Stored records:
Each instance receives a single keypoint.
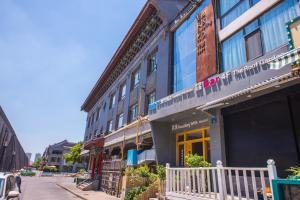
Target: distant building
(37, 156)
(12, 155)
(54, 156)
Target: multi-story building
(214, 78)
(235, 89)
(12, 155)
(37, 156)
(135, 77)
(54, 156)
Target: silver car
(8, 187)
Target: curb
(67, 189)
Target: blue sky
(51, 54)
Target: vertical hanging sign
(205, 44)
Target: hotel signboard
(218, 86)
(205, 44)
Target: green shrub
(81, 171)
(129, 171)
(152, 178)
(196, 161)
(161, 172)
(143, 171)
(134, 192)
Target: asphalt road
(45, 188)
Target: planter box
(286, 189)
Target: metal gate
(111, 180)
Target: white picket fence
(223, 183)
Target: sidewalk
(86, 195)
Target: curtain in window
(273, 24)
(233, 52)
(234, 13)
(225, 5)
(184, 74)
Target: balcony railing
(223, 183)
(147, 156)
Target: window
(261, 36)
(97, 114)
(122, 93)
(184, 53)
(151, 98)
(112, 101)
(120, 120)
(232, 9)
(88, 121)
(92, 120)
(152, 62)
(253, 45)
(135, 79)
(109, 126)
(133, 113)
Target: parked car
(8, 187)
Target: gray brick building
(12, 155)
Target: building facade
(244, 108)
(211, 77)
(37, 156)
(12, 155)
(54, 156)
(137, 75)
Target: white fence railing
(220, 182)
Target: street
(45, 188)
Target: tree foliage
(36, 164)
(74, 155)
(196, 161)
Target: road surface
(45, 188)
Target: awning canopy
(97, 142)
(250, 90)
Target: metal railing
(220, 182)
(147, 156)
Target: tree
(74, 155)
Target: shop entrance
(192, 142)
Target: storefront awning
(95, 143)
(251, 90)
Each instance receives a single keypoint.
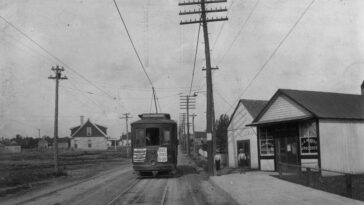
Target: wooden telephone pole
(210, 114)
(58, 76)
(127, 131)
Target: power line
(222, 26)
(194, 61)
(132, 43)
(273, 53)
(53, 56)
(241, 29)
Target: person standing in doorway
(242, 160)
(217, 160)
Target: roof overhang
(278, 121)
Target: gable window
(266, 142)
(152, 136)
(88, 131)
(308, 138)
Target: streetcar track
(132, 185)
(164, 196)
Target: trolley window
(166, 137)
(139, 137)
(152, 136)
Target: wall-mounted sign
(309, 145)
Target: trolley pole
(210, 114)
(187, 103)
(58, 76)
(127, 132)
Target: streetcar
(154, 144)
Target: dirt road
(121, 186)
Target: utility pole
(193, 131)
(210, 114)
(58, 76)
(187, 103)
(183, 131)
(127, 131)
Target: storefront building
(312, 129)
(242, 137)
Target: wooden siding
(341, 145)
(83, 133)
(283, 108)
(267, 165)
(237, 130)
(97, 143)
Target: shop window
(139, 137)
(166, 137)
(308, 138)
(266, 142)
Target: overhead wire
(222, 26)
(273, 53)
(240, 30)
(132, 43)
(195, 58)
(135, 51)
(53, 56)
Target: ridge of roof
(88, 120)
(326, 105)
(254, 107)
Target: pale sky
(324, 52)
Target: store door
(244, 144)
(287, 151)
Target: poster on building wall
(309, 146)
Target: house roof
(325, 105)
(95, 125)
(252, 106)
(200, 134)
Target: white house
(89, 136)
(240, 136)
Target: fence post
(349, 185)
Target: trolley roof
(154, 118)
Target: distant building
(89, 136)
(125, 141)
(242, 137)
(43, 144)
(309, 128)
(63, 143)
(200, 138)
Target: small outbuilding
(89, 136)
(242, 137)
(318, 129)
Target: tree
(221, 126)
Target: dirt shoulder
(30, 173)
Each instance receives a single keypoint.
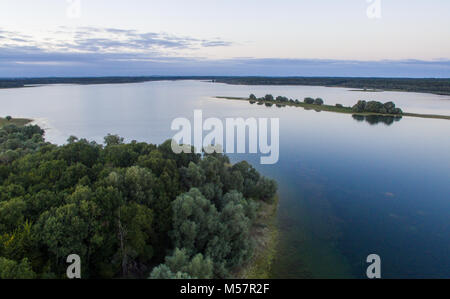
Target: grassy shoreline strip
(346, 110)
(265, 234)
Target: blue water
(347, 188)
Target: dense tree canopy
(128, 210)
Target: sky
(375, 38)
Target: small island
(364, 108)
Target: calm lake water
(348, 187)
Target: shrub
(318, 101)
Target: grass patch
(346, 110)
(265, 234)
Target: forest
(427, 85)
(129, 210)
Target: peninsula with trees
(364, 108)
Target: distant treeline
(22, 82)
(428, 85)
(128, 210)
(436, 86)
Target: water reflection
(376, 119)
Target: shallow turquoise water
(348, 188)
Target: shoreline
(16, 121)
(344, 110)
(265, 234)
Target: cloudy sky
(407, 38)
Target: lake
(348, 187)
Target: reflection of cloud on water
(389, 194)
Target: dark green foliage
(318, 101)
(123, 208)
(268, 97)
(376, 107)
(430, 85)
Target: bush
(318, 101)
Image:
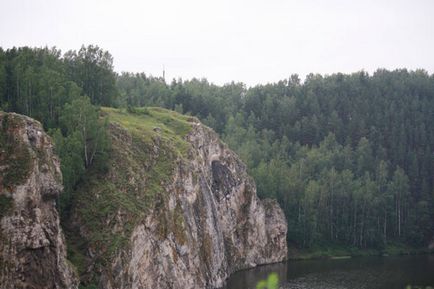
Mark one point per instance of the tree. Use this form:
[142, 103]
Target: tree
[81, 118]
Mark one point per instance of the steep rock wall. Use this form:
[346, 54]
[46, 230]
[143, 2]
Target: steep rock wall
[192, 228]
[32, 247]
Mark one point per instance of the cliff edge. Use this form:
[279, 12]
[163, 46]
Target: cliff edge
[175, 209]
[32, 247]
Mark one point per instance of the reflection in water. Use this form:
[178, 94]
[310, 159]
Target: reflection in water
[354, 273]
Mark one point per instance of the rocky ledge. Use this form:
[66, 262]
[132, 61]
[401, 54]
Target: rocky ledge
[32, 247]
[185, 212]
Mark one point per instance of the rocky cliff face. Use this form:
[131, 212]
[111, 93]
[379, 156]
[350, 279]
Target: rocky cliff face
[185, 213]
[32, 247]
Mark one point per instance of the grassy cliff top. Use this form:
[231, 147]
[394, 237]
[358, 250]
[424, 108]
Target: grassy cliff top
[150, 122]
[146, 144]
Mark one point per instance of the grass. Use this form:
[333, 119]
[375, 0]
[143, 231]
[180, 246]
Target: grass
[15, 155]
[6, 204]
[151, 122]
[145, 150]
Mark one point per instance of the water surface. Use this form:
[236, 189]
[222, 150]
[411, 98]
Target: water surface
[394, 272]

Exercise goal
Give all entries again verbatim, without any images.

Your response
Each instance receives a single keypoint.
Target: distant building
(37, 156)
(12, 155)
(54, 156)
Target: multi-story building
(214, 78)
(235, 89)
(12, 155)
(37, 156)
(135, 77)
(54, 156)
Target: silver car
(8, 187)
Target: curb
(67, 189)
Target: blue sky
(51, 54)
Target: vertical hanging sign
(205, 44)
Target: hotel signboard
(218, 86)
(205, 44)
Target: green shrub
(81, 171)
(129, 171)
(152, 178)
(196, 161)
(161, 172)
(143, 171)
(134, 192)
Target: asphalt road
(45, 188)
Target: planter box
(286, 189)
Target: metal gate
(111, 180)
Target: white picket fence
(223, 183)
Target: sidewalk
(86, 195)
Target: curtain in window
(273, 24)
(233, 52)
(234, 13)
(225, 5)
(184, 74)
Target: balcony railing
(223, 183)
(147, 156)
Target: window
(261, 36)
(97, 114)
(122, 93)
(184, 53)
(151, 98)
(112, 101)
(120, 120)
(232, 9)
(88, 121)
(92, 120)
(152, 62)
(253, 45)
(135, 79)
(109, 126)
(133, 113)
Target: parked car
(8, 187)
Target: gray brick building
(12, 155)
Target: building facade
(244, 108)
(211, 77)
(37, 156)
(12, 155)
(54, 156)
(137, 75)
Target: white fence railing
(220, 182)
Target: street
(45, 188)
Target: tree foliage
(36, 164)
(74, 155)
(196, 161)
Target: road surface
(45, 188)
Target: awning canopy
(97, 142)
(250, 90)
Target: metal railing
(220, 182)
(147, 156)
Target: tree
(74, 155)
Target: shop entrance
(192, 142)
Target: storefront awning
(95, 143)
(251, 90)
Each instance receives a single keypoint.
Target: wooden telephone pole
(210, 114)
(58, 76)
(127, 131)
Target: power line
(222, 26)
(194, 61)
(132, 43)
(273, 53)
(53, 56)
(241, 29)
Target: person standing in doorway
(242, 160)
(217, 160)
Target: roof overhang
(278, 121)
Target: gable window
(266, 142)
(152, 136)
(88, 131)
(308, 138)
Target: streetcar track
(132, 185)
(164, 196)
Target: trolley window
(166, 137)
(139, 137)
(152, 136)
Target: wall-mounted sign
(309, 145)
Target: trolley pole
(210, 114)
(187, 103)
(58, 76)
(127, 132)
Target: streetcar
(154, 144)
Target: dirt road
(121, 186)
Target: utility pole
(193, 131)
(210, 114)
(58, 76)
(187, 103)
(183, 131)
(127, 131)
Target: storefront building
(312, 129)
(242, 137)
Target: wooden siding
(341, 145)
(83, 133)
(283, 108)
(267, 165)
(237, 130)
(97, 143)
Target: shop window
(139, 137)
(166, 137)
(308, 138)
(266, 142)
Target: overhead wire
(222, 26)
(273, 53)
(240, 30)
(132, 43)
(195, 58)
(135, 51)
(53, 56)
Target: ridge of roof
(88, 120)
(326, 105)
(254, 107)
Target: pale sky
(324, 52)
Target: store door
(244, 144)
(287, 151)
Target: poster on building wall
(309, 146)
Target: house roof
(325, 105)
(95, 125)
(252, 106)
(200, 134)
Target: white house
(89, 136)
(240, 136)
Target: fence post
(349, 185)
Target: trolley roof
(154, 118)
Target: distant building
(89, 136)
(125, 141)
(242, 137)
(43, 144)
(309, 128)
(63, 143)
(200, 138)
Target: small outbuilding
(89, 136)
(242, 137)
(318, 129)
Target: tree
(221, 126)
Target: dirt shoulder
(30, 173)
Each instance receives a single keypoint.
Target: grassy shoreline strip
(346, 110)
(265, 234)
Target: blue water
(347, 188)
Target: dense tree canopy
(128, 210)
Target: sky
(375, 38)
Target: small island
(364, 108)
Target: calm lake water
(348, 187)
Target: shrub
(318, 101)
Target: grass patch
(346, 110)
(265, 234)
Target: forest
(427, 85)
(129, 210)
Target: peninsula with trees
(364, 108)
Target: distant treeline
(22, 82)
(428, 85)
(128, 210)
(436, 86)
Target: water reflection
(376, 119)
Target: shallow turquoise water
(348, 188)
Target: shoreline
(16, 121)
(344, 110)
(265, 234)
Target: cloudy sky
(407, 38)
Target: lake
(348, 187)
Target: reflection of cloud on water
(389, 194)
Target: dark green foliage
(318, 101)
(123, 208)
(268, 97)
(376, 107)
(430, 85)
Target: bush
(318, 101)
Image:
Mark one point per instance of the tree. Use this form:
[142, 103]
Target: tree
[81, 118]
Mark one point per instance of the steep rock wall. Use this form:
[346, 54]
[46, 230]
[143, 2]
Target: steep rock wall
[192, 228]
[32, 247]
Mark one point per instance of the cliff edge. Use this form:
[279, 12]
[163, 46]
Target: cliff edge
[175, 209]
[32, 247]
Mark one point per instance of the reflection in water. Use this form:
[178, 94]
[310, 159]
Target: reflection in water
[354, 273]
Mark one point per instance of the rocky ledge. Use this form:
[66, 262]
[132, 61]
[401, 54]
Target: rocky ledge
[32, 247]
[185, 212]
Mark one point per instance of the rocky cliff face. Use this form:
[131, 212]
[111, 93]
[379, 156]
[350, 279]
Target: rocky cliff face
[185, 213]
[32, 247]
Mark one point per instance of the grassy cliff top. Use this form:
[231, 147]
[394, 237]
[358, 250]
[424, 108]
Target: grassy cliff top
[150, 122]
[146, 144]
Mark one point per instance of the grass. Use this form:
[333, 119]
[375, 0]
[143, 231]
[180, 246]
Target: grass
[15, 155]
[6, 204]
[151, 122]
[145, 150]
Mark one point per instance of the water surface. Use this form:
[236, 189]
[222, 150]
[411, 98]
Target: water surface
[394, 272]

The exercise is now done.